───── Excerpt to read ─────
He didn’t want to play White because — let’s be honest — the woke movement had taken hold in progressive Hollywood circles and he didn’t want to be attacked or sneered at for playing a heroic white savior — a politically uncool thing in the Hollywood climate that was then unfolding.
Leo instead wanted to play the none-too-bright Ernest Burkhart, who became complicit in the murders of certain Oklahoma Osage natives by way of his fiendish uncle (Robert De Niro‘s ‘King” Hale), and who also came close to murdering his own Osage native wife, Mollie Burkhart (Lily Gladstone).
“At the beginning, Scorsese and Roth embraced a real John Ford Western,” Thompson writes.
Roth: “The early versions of the KOTFM screenplay were as much about Tom White as they were about the crime and everything else, and in that sense they were closer to the book. So it wasn’t a mystery in that sense.
─────
Task details
Please answer these questions from the excerpt about the screenplay:
(a) Which character did Leo want to play instead of White?
(b) Who plays Mollie Burkhart?
(c) According to Roth, the early versions of the screenplay were as much about whom as about the crime?
───── Entries supplied ─────
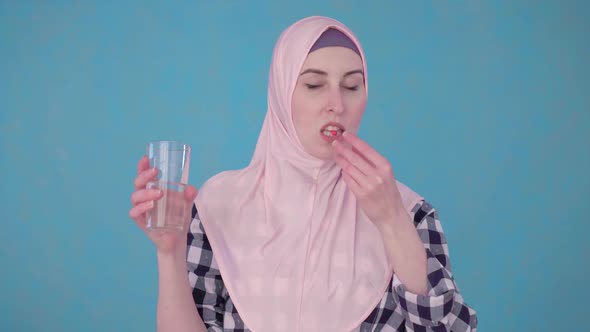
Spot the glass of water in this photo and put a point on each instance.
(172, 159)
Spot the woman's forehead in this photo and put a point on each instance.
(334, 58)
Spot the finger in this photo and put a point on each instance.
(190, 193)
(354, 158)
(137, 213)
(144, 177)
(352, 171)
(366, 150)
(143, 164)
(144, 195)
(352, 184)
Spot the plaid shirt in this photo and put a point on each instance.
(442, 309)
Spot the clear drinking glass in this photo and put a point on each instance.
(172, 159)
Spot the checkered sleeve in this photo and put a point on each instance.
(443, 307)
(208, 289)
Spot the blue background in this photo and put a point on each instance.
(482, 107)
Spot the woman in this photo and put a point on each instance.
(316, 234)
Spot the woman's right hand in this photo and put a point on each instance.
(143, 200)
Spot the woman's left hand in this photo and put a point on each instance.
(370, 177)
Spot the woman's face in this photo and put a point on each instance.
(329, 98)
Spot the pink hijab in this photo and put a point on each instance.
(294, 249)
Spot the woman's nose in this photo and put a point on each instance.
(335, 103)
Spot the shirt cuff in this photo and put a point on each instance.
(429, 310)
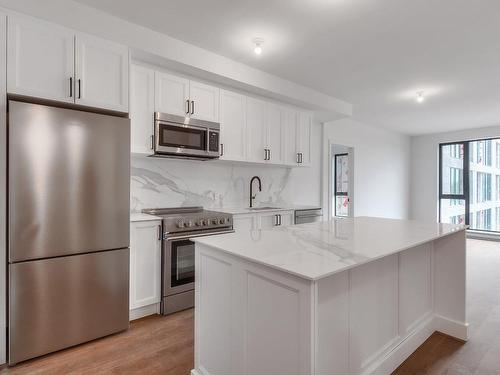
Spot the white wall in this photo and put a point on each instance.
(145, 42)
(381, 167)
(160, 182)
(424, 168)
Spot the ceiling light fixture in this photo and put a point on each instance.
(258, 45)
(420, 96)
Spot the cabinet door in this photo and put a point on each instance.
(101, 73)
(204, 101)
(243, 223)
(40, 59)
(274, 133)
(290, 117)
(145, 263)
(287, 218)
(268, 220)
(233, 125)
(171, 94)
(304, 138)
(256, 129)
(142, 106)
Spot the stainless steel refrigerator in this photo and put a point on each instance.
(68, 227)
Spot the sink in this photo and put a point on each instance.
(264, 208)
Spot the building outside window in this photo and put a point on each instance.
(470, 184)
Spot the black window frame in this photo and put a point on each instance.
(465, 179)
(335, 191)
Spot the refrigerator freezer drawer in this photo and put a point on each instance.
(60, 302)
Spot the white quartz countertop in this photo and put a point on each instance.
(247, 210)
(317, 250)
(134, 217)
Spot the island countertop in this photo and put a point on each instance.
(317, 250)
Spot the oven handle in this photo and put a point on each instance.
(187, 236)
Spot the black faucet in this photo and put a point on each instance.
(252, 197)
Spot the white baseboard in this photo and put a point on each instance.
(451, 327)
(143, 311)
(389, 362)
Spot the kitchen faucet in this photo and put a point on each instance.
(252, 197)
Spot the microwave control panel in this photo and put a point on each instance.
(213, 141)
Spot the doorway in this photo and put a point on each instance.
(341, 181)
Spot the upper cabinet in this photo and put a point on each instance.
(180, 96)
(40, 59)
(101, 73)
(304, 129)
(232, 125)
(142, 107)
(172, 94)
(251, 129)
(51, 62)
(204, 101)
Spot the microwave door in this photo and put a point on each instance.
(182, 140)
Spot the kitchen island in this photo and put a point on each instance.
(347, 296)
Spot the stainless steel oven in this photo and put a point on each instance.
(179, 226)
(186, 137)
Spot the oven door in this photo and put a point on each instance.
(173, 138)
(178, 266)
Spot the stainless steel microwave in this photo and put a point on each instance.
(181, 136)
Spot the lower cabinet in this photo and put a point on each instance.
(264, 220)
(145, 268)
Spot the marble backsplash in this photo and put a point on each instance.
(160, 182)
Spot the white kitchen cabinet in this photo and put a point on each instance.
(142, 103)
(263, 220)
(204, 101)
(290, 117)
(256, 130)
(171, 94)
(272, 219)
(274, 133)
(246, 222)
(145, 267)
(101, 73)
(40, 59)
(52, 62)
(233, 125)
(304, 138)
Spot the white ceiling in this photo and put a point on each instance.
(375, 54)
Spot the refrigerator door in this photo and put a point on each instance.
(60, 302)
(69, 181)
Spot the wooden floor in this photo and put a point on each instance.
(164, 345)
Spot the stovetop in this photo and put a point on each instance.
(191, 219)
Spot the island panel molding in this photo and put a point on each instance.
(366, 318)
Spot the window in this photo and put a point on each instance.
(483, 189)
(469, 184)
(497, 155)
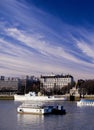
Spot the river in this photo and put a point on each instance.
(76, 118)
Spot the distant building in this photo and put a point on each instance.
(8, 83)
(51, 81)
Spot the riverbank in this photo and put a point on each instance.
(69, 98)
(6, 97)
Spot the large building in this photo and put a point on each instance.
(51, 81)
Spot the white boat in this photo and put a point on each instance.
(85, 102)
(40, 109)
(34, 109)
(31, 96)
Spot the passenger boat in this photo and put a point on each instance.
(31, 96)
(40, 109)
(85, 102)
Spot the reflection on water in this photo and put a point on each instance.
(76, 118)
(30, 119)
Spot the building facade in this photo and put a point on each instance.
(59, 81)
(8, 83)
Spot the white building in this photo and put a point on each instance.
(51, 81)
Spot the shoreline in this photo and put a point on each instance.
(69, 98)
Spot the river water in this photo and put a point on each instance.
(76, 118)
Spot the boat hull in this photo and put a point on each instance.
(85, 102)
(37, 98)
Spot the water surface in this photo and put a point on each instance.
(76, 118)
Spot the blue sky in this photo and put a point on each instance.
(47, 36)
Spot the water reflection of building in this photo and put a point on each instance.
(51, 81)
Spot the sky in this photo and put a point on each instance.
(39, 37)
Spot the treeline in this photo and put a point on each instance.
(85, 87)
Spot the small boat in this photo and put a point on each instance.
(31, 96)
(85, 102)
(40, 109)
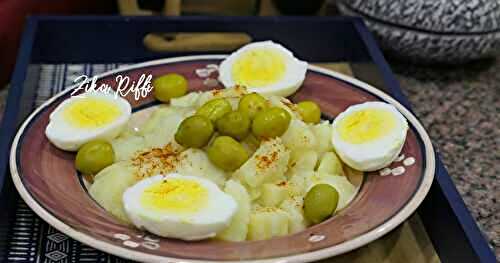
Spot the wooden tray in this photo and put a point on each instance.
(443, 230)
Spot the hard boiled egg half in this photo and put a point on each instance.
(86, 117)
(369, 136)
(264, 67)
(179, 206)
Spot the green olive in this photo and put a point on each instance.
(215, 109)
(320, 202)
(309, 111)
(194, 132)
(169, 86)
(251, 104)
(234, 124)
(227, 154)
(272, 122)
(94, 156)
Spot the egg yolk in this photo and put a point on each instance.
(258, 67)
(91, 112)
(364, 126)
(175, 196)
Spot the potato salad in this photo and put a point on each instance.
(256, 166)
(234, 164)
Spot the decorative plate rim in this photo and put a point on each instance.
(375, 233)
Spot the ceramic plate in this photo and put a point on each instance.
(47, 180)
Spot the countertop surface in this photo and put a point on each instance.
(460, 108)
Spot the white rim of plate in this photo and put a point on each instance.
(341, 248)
─────
───── Entries supplied ─────
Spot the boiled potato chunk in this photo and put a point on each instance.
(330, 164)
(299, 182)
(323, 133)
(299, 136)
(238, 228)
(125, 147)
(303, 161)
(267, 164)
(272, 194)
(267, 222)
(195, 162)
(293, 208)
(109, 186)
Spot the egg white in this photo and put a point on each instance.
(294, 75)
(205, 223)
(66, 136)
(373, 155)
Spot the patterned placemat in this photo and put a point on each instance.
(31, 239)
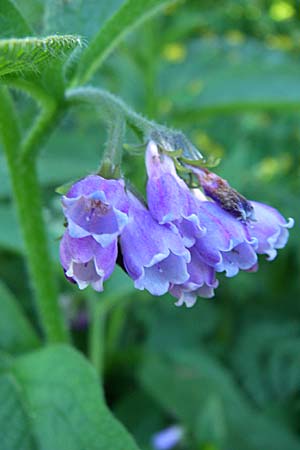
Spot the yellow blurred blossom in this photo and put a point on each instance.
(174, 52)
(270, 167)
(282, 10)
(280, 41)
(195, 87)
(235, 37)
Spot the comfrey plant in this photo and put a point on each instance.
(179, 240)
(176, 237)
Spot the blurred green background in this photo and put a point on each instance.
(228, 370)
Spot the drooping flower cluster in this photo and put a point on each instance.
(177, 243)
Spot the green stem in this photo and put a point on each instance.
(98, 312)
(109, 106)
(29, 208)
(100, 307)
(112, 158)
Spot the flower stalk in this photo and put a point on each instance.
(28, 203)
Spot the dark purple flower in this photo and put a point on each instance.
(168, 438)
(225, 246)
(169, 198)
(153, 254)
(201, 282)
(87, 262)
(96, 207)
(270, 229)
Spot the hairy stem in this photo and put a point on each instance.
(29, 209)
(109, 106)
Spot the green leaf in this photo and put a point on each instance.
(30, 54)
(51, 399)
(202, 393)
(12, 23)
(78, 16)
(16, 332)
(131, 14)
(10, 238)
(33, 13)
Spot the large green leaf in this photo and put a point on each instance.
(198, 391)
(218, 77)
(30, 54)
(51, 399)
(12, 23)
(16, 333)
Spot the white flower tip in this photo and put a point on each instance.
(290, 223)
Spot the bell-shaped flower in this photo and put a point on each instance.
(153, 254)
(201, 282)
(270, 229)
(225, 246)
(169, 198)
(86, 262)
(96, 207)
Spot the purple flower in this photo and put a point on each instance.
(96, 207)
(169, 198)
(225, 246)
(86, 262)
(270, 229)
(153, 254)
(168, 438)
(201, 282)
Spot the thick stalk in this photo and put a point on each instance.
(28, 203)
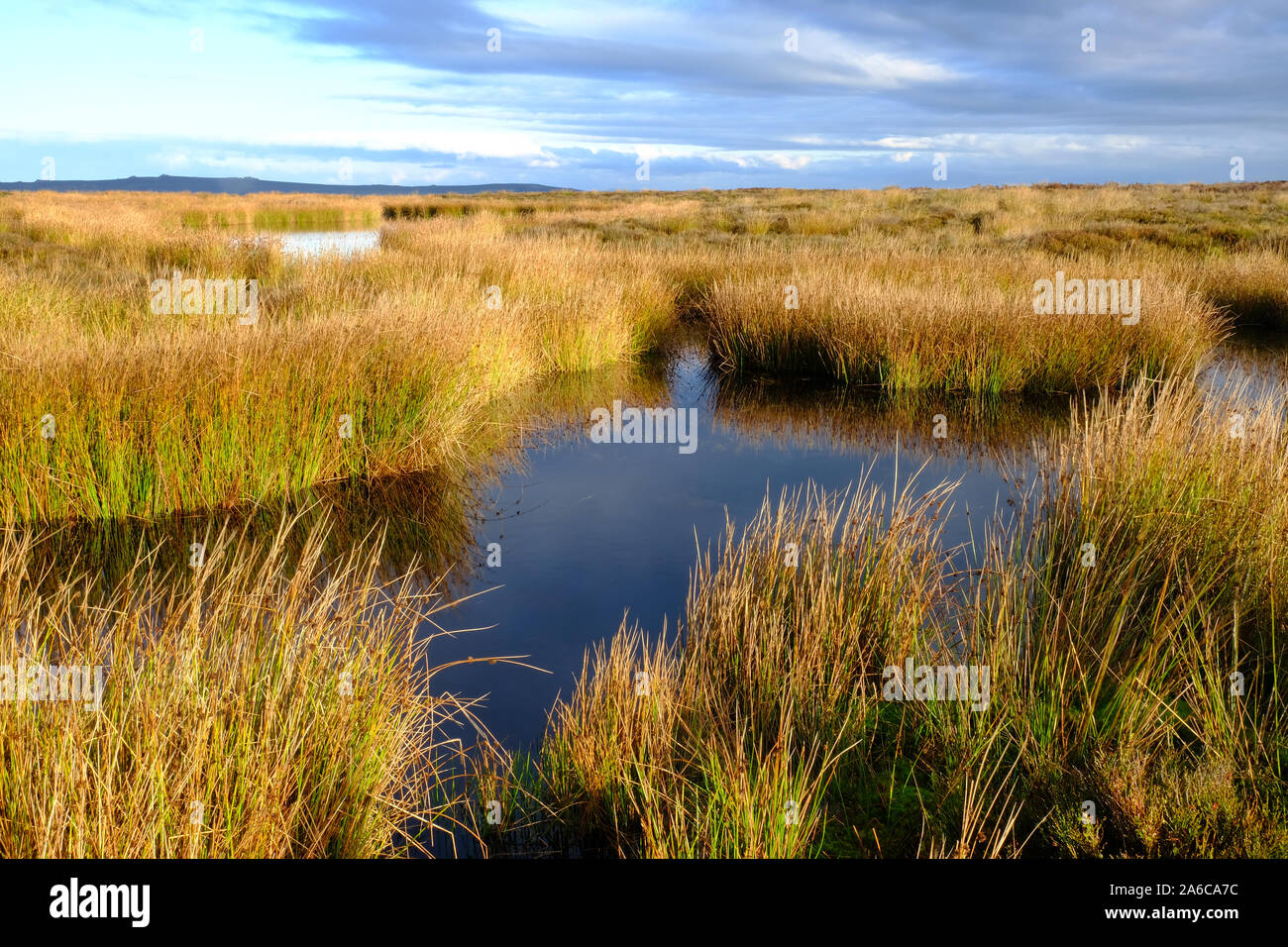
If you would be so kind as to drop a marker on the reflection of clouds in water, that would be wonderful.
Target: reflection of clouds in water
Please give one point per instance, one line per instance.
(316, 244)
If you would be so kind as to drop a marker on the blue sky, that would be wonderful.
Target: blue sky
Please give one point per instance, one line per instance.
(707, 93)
─────
───── Entries supplied ─────
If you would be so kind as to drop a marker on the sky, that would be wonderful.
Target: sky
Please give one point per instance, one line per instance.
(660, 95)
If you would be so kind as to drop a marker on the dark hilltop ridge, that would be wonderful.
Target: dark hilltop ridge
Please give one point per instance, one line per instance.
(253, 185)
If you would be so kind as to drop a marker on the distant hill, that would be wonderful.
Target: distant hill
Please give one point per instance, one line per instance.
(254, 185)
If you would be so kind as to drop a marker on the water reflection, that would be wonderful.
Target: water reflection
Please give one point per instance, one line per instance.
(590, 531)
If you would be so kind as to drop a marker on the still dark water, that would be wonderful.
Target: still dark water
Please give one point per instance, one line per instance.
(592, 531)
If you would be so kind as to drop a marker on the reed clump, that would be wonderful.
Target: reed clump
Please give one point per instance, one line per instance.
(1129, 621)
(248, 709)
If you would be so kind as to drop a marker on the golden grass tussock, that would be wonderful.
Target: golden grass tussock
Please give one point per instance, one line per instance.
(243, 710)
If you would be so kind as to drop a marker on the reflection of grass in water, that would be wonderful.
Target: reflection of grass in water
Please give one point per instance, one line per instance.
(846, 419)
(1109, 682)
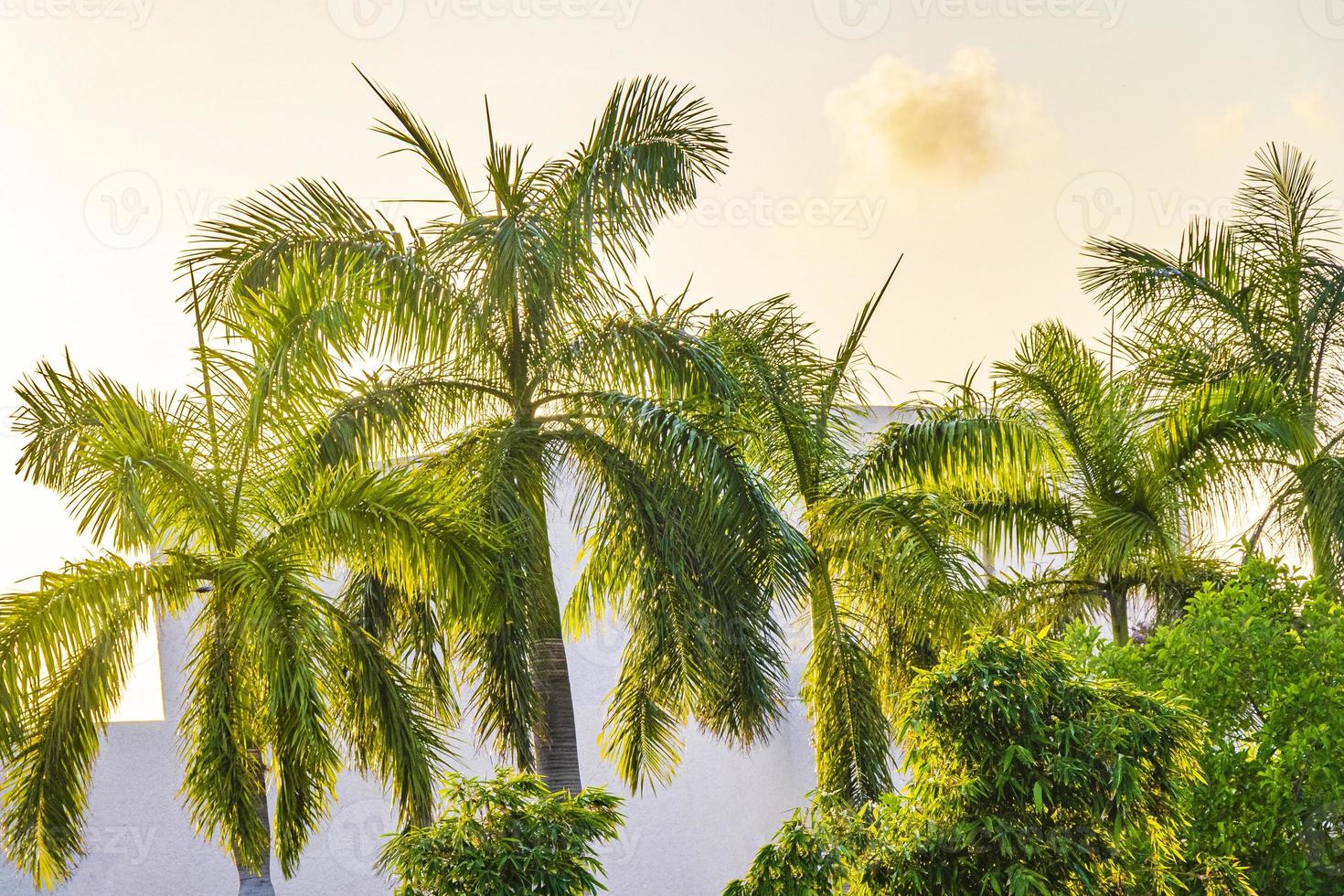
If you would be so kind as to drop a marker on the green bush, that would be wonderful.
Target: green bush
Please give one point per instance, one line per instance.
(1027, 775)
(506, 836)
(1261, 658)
─────
Task solution
(a) Ernest Burkhart
(b) Lily Gladstone
(c) Tom White